Convert every line of the listing below into a Markdown table with two columns, Row and Line, giving each line a row number and leaving out blank lines. Omit the pictures from your table.

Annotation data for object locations

□ □ □

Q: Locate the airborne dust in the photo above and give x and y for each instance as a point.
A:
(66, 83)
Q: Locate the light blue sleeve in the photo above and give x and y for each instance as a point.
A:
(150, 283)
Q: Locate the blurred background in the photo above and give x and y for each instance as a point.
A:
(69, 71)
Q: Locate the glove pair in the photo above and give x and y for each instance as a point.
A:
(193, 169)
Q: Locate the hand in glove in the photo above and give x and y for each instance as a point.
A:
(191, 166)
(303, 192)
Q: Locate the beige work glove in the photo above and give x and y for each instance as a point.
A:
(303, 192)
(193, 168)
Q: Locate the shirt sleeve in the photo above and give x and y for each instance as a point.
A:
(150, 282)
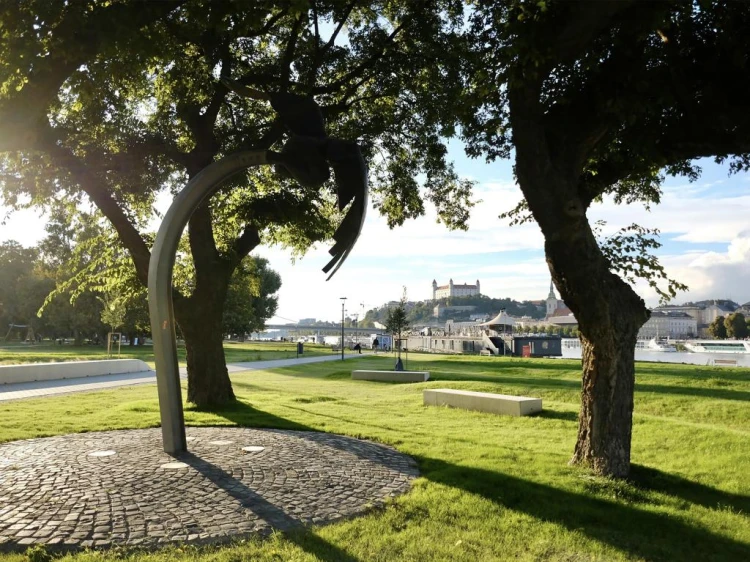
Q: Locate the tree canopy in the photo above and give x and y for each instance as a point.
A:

□ □ □

#### OUTPUT FOR THIS TASK:
| Row | Line |
|---|---|
| 1 | Q: Locate the airborne dust in the photo above and give x and y for each instance as a point. |
| 2 | A: |
| 3 | (66, 83) |
| 4 | Q: Locate the light blue sleeve in the photo above and give x and y for each instance as a point. |
| 5 | A: |
| 6 | (150, 283) |
| 7 | Q: Locate the blurred background in the photo above and give x and y for each instance as a point. |
| 8 | A: |
| 9 | (69, 71) |
| 10 | Q: Locate the glove pair in the photo above and give x and y for each instance as a point. |
| 11 | A: |
| 12 | (193, 169) |
| 13 | Q: Locate the hand in glove in the photo above and give x and y for each instance as a point. |
| 14 | A: |
| 15 | (191, 166) |
| 16 | (303, 192) |
| 17 | Q: Locate the beige work glove in the photo above and give x and y for each instance as a point. |
| 18 | A: |
| 19 | (303, 192) |
| 20 | (193, 168) |
| 21 | Q: Locate the shirt sleeve in the photo above and give x and y for each instance as a point. |
| 22 | A: |
| 23 | (150, 282) |
| 24 | Q: Locate the tree canopy in the photo above and give x and y for each instance as a point. |
| 25 | A: |